(Task instructions) Your output should be the line with "the white background." followed by every remaining line of the entries, reproduced exactly.

[Natural language region descriptions]

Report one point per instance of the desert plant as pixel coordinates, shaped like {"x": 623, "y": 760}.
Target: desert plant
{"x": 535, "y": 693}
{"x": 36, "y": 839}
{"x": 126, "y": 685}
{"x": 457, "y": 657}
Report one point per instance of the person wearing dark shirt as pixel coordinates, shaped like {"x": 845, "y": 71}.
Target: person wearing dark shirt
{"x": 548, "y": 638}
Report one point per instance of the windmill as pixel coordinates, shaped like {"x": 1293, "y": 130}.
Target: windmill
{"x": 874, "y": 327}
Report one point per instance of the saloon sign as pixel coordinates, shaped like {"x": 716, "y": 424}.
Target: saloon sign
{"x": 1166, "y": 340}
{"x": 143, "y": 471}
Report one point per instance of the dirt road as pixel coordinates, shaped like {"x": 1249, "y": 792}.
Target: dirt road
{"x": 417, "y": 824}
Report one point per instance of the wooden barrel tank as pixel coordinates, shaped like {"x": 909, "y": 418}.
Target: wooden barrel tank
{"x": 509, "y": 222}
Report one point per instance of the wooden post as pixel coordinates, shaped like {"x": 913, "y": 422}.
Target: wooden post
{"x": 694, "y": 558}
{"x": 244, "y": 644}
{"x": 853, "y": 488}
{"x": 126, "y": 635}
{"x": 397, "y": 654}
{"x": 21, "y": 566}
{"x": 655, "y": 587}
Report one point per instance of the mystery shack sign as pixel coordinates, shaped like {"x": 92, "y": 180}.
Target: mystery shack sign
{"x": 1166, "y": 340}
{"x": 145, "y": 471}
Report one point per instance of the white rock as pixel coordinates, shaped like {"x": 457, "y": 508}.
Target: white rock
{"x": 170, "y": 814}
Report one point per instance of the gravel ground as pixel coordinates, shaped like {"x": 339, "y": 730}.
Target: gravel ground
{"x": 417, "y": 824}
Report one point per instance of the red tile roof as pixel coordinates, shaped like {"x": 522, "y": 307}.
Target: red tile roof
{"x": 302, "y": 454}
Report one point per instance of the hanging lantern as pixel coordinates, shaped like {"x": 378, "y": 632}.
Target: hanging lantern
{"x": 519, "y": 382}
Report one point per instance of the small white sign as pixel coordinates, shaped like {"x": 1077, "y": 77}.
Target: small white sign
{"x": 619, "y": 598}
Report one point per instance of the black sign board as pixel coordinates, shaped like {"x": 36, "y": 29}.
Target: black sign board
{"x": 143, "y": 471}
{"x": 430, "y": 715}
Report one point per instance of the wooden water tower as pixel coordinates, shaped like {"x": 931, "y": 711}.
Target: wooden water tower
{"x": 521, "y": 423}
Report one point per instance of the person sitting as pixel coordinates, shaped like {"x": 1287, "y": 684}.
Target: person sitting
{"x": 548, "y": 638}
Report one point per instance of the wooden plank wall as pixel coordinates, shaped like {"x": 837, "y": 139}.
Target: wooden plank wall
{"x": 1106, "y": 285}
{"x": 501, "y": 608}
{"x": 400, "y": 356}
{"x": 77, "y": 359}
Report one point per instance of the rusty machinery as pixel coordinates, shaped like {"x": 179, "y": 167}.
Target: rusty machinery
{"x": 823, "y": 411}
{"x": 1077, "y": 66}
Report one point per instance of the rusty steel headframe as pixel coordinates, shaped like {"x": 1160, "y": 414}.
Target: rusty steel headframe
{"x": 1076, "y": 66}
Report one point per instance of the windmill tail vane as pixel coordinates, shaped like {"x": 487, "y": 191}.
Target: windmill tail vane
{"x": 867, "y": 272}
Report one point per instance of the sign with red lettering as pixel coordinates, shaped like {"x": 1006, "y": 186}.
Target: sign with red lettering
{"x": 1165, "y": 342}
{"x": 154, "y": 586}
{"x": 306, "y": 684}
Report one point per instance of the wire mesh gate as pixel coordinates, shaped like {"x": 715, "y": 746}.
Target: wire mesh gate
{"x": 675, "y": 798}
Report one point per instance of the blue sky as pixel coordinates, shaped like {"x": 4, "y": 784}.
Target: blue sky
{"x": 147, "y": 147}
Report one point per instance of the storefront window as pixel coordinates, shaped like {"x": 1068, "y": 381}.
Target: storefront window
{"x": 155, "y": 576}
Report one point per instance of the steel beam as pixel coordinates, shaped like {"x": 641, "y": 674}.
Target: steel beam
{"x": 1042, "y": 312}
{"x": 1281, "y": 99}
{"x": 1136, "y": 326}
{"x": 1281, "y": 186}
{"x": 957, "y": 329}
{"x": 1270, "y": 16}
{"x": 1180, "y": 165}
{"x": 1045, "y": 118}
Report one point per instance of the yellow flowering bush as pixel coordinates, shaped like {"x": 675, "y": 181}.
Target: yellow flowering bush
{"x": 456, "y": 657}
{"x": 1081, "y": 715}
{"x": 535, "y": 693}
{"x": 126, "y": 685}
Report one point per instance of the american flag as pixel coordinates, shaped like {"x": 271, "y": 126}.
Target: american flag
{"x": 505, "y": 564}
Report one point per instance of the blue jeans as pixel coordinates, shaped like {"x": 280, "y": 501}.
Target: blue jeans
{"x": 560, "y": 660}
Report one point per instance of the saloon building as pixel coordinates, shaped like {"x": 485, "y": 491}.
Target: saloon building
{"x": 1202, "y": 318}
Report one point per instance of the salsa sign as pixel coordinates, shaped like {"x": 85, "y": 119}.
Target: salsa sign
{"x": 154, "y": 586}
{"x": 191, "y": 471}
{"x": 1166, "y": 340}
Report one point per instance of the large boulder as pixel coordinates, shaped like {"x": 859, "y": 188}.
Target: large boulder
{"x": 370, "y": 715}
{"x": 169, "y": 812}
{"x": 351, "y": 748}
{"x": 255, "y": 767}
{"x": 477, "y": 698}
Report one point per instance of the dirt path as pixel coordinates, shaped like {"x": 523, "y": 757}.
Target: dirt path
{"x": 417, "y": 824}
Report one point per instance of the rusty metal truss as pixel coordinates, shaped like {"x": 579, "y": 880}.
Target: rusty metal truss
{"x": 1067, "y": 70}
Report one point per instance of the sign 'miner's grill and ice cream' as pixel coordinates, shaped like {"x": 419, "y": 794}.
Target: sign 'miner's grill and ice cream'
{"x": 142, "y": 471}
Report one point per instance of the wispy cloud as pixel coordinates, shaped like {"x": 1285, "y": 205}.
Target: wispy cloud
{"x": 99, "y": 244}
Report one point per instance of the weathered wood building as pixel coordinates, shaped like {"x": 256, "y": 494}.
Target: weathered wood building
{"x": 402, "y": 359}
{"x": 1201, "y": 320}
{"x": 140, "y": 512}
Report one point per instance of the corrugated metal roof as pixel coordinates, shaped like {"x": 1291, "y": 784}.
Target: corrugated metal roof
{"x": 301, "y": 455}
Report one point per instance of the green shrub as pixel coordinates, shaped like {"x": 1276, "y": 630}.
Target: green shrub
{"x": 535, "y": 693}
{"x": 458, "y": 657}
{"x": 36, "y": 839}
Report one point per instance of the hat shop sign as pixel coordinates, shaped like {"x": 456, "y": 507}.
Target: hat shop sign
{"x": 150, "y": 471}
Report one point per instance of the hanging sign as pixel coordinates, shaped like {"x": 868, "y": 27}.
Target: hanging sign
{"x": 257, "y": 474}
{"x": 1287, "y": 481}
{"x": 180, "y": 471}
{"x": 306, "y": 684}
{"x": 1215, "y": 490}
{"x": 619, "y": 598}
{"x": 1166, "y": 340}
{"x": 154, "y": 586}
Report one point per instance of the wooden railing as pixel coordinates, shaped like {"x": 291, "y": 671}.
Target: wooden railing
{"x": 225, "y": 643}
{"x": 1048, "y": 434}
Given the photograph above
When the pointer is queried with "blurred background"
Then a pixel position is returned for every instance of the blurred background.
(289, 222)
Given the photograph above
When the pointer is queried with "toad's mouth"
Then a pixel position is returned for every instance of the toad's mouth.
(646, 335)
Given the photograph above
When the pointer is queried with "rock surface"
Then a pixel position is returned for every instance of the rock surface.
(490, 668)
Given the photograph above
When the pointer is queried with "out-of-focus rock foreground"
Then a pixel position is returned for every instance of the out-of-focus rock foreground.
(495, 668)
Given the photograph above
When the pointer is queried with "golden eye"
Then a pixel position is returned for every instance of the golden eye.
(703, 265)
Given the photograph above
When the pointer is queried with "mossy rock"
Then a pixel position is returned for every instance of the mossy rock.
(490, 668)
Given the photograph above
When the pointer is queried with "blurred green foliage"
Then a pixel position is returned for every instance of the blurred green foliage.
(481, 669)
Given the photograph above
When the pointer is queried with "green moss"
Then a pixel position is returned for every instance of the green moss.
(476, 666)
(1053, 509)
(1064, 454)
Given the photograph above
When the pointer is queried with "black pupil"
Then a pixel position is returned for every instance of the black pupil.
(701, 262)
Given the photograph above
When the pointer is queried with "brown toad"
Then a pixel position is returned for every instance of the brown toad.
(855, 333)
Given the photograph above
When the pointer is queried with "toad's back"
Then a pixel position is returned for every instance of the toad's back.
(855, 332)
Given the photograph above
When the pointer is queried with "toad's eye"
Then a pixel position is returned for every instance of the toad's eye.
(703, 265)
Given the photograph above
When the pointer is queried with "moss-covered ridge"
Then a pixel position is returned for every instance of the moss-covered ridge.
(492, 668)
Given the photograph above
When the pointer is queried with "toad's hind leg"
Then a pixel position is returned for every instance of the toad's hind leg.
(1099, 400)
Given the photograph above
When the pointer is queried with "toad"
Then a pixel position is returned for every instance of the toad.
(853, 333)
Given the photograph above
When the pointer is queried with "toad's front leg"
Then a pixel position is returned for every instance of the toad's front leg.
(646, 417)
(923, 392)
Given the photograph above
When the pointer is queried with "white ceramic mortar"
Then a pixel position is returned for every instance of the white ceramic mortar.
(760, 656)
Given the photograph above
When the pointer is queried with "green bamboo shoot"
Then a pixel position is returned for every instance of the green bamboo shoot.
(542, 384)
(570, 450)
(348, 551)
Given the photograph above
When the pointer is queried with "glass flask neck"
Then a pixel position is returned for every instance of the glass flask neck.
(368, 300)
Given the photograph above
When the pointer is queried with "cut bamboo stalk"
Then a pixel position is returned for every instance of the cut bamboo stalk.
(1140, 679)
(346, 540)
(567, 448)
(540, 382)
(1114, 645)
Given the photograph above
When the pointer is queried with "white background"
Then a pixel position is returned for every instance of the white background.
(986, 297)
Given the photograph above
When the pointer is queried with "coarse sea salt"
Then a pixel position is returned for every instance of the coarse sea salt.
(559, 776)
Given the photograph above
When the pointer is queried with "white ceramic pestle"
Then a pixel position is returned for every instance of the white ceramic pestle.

(Solved exercise)
Then a pixel position is returned for every instance of the white background.
(986, 297)
Given the photograph above
When the pointer is queried with "coarse sea salt"
Then a pixel position is returned for every instance of the coarse sea salt.
(559, 776)
Given the photograph above
When the pointer is queried with "white ceramic pestle"
Then a pixel position is returned for every instance of the white ceramic pestle.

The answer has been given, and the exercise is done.